▸ **TASK INPUTS**
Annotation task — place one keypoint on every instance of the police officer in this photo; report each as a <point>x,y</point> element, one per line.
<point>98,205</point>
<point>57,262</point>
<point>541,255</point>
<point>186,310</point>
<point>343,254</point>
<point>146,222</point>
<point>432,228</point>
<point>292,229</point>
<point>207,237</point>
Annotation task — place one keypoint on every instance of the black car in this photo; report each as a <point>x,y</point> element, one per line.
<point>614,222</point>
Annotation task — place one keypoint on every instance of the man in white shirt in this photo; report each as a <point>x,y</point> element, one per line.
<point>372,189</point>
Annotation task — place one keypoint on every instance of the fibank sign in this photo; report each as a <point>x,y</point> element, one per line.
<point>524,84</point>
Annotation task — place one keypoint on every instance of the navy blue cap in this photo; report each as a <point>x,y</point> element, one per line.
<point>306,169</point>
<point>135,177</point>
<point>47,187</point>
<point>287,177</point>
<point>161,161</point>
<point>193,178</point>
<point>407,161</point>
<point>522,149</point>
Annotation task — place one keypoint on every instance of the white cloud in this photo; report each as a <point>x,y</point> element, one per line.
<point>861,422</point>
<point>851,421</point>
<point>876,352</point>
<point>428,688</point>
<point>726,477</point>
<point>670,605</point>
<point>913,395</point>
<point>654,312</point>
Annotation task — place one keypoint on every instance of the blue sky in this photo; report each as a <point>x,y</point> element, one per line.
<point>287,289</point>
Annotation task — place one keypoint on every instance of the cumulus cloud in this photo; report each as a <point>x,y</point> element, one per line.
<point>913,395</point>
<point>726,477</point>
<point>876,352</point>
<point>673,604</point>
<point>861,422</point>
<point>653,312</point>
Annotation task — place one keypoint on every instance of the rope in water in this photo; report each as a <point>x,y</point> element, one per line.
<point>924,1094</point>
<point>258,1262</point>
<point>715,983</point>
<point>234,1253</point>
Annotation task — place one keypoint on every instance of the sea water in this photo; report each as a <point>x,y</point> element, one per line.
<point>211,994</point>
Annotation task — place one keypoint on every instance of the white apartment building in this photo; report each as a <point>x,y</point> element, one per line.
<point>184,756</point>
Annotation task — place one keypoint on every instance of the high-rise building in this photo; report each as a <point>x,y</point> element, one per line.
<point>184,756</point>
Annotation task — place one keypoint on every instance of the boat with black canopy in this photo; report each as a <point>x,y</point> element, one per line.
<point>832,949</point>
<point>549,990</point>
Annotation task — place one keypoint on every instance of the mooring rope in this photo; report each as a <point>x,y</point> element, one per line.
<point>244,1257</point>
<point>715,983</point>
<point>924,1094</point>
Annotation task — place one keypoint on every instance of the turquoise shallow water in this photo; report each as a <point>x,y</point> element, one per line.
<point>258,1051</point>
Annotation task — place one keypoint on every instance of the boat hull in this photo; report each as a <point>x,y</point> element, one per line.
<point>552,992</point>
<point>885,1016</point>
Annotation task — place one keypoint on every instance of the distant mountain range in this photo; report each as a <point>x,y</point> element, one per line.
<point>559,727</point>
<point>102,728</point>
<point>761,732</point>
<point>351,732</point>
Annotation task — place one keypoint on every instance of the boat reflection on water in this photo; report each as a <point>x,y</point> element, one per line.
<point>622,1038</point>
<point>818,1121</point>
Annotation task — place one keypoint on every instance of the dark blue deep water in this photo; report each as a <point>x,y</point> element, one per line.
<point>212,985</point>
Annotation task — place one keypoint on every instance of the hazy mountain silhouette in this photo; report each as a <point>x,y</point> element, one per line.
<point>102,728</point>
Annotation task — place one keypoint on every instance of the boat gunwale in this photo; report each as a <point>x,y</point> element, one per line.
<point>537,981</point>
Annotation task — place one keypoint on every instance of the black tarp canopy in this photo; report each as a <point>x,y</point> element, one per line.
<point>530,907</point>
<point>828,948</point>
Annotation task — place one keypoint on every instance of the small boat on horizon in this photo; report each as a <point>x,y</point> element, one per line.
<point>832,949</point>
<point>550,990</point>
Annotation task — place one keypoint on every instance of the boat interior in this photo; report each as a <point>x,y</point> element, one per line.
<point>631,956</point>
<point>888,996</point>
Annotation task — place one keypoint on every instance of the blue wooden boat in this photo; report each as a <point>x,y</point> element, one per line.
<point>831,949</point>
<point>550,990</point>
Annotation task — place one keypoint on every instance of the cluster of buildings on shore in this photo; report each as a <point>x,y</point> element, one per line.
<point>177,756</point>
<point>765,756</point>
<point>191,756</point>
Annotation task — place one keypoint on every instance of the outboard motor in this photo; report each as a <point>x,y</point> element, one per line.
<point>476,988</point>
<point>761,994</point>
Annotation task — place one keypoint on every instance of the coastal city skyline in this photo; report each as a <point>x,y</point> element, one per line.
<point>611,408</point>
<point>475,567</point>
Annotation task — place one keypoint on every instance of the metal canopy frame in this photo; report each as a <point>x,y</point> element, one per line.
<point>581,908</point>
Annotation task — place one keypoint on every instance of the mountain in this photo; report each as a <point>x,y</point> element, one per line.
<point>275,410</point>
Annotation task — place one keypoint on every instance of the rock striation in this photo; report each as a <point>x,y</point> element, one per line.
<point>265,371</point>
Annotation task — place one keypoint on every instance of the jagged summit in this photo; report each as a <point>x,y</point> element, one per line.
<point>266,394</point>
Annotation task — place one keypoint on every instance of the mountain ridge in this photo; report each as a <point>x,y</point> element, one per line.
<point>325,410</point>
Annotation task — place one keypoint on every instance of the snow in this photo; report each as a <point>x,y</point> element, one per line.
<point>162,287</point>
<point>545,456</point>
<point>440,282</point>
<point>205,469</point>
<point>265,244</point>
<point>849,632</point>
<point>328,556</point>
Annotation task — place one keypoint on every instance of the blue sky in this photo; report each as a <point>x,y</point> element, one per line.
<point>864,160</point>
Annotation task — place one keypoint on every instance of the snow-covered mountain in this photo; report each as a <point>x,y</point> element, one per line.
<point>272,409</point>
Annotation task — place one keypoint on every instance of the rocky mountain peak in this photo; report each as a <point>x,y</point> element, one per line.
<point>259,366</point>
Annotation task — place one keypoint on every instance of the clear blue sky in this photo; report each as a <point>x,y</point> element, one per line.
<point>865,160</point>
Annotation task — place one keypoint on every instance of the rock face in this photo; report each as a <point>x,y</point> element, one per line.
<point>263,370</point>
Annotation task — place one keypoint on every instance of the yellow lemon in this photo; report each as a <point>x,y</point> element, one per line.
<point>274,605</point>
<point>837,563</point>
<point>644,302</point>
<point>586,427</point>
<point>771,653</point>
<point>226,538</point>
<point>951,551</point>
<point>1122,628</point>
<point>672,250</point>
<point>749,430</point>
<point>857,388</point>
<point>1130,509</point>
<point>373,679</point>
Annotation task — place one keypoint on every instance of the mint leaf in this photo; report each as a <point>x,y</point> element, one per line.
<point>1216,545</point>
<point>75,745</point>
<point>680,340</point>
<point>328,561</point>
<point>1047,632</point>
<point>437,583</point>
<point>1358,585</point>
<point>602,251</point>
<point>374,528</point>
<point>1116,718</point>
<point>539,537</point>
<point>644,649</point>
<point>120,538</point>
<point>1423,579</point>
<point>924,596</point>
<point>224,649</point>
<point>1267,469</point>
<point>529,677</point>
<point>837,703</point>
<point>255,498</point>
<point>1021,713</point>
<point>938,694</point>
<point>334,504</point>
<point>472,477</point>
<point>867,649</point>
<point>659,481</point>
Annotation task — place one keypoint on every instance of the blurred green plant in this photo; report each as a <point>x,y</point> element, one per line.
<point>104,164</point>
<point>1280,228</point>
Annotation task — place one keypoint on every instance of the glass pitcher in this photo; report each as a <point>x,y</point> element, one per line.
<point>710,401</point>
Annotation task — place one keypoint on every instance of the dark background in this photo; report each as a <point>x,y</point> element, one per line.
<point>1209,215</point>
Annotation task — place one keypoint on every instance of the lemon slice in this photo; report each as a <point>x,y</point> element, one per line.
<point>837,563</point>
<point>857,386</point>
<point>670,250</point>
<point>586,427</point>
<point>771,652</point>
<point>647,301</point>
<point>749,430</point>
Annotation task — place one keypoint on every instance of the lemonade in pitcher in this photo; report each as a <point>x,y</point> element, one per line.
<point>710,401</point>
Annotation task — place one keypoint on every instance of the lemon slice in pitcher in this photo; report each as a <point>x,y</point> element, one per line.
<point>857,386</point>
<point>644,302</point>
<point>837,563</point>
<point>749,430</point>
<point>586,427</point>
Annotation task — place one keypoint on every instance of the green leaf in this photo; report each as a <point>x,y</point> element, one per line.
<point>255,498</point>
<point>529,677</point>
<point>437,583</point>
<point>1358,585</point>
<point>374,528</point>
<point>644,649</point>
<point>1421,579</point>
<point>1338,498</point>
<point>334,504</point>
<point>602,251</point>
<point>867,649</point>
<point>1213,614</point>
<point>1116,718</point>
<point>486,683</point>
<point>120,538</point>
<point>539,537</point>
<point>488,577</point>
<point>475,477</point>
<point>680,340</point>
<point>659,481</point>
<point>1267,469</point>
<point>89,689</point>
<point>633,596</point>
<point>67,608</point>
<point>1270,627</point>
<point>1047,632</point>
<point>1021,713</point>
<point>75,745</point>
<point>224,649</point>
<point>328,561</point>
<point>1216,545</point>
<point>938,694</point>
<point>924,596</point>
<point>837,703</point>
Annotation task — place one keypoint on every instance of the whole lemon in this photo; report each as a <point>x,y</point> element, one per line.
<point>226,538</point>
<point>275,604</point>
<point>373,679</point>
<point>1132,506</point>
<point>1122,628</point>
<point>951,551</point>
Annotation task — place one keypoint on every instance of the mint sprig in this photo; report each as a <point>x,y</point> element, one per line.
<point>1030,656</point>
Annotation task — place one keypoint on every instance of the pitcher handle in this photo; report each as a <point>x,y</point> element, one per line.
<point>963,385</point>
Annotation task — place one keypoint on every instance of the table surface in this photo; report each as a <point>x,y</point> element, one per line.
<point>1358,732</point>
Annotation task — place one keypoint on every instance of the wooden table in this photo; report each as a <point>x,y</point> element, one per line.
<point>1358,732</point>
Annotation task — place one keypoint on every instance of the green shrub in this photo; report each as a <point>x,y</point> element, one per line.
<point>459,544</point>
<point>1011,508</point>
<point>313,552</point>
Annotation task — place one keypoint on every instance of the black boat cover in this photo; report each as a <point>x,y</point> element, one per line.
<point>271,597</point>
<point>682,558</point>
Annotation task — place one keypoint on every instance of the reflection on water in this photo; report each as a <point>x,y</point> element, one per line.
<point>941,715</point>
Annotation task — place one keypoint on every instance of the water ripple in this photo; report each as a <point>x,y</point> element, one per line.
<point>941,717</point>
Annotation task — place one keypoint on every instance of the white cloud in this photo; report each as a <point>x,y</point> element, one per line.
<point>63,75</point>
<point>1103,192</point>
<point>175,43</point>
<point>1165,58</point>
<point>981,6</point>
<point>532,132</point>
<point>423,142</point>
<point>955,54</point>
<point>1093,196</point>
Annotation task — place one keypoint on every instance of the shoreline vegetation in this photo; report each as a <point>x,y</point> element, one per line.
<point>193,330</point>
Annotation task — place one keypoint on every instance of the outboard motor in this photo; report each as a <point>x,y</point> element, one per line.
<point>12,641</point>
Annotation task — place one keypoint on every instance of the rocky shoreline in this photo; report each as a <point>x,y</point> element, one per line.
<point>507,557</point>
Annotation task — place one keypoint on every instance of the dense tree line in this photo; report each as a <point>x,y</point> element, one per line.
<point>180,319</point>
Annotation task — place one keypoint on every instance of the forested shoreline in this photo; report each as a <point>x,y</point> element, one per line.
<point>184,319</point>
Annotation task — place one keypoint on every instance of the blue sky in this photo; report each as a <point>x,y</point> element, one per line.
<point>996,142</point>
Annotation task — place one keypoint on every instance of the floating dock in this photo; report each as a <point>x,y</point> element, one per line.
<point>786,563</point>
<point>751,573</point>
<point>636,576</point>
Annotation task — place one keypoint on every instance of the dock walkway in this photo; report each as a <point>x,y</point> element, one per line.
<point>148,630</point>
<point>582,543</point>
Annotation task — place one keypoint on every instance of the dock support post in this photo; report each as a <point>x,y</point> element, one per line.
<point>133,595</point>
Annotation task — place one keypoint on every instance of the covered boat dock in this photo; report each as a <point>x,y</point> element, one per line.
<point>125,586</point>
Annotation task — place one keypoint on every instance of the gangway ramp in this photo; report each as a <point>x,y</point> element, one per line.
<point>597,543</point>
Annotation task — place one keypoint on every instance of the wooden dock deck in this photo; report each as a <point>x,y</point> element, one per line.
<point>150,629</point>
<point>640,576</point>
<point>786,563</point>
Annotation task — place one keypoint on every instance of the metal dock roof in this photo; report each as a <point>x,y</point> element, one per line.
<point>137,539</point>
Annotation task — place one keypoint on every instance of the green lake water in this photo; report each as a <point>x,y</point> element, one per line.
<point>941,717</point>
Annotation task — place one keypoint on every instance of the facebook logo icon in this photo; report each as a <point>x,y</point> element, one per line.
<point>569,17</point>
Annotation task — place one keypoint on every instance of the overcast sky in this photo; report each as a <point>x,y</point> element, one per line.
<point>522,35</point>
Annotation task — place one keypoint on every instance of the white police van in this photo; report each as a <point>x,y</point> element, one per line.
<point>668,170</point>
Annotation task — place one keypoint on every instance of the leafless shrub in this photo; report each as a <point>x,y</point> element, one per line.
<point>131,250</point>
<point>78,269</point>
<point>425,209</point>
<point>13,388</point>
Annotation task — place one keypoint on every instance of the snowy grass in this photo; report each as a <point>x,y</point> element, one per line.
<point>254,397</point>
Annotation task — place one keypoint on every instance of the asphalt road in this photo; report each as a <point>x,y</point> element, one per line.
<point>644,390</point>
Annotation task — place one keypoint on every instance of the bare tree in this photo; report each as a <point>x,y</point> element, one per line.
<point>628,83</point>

▸ **EXERCISE PROMPT**
The line containing "the green lake" opens the range, and the last line of the entries closes it; copy that range exactly.

▸ **OUTPUT**
Annotation task — place one keypoint on every instance of the green lake water in this photo; report each as a <point>x,y</point> element, one per line.
<point>941,717</point>
Annotation task — place one keypoint on every instance of the facebook logo icon in this photo; report each as a <point>x,y</point> element, one per line.
<point>569,17</point>
Annotation task — place one keypoint on every instance of the overcast sky in this photo; report each as a <point>x,y</point> element, one per line.
<point>522,35</point>
Annotation task — place one keypoint on every instance of the white police van in this photo; report each as a <point>x,y</point> element, one per line.
<point>668,170</point>
Annotation task — place one keypoint on every instance of the leafless shrub in this photo; report each as a <point>x,y</point> element, one per line.
<point>131,250</point>
<point>78,269</point>
<point>425,209</point>
<point>13,388</point>
Annotation task — place one keypoint on every instance of the snowy grass in this photo; report each as a <point>x,y</point> element, one per line.
<point>254,397</point>
Annotation task — place one keypoint on every instance of the asphalt road in this photo; report each as a <point>x,y</point> element, one per line.
<point>644,390</point>
Annotation task — place one keypoint on every instance of the bare tree in this photo; report each as a <point>x,y</point> element, one per line.
<point>628,83</point>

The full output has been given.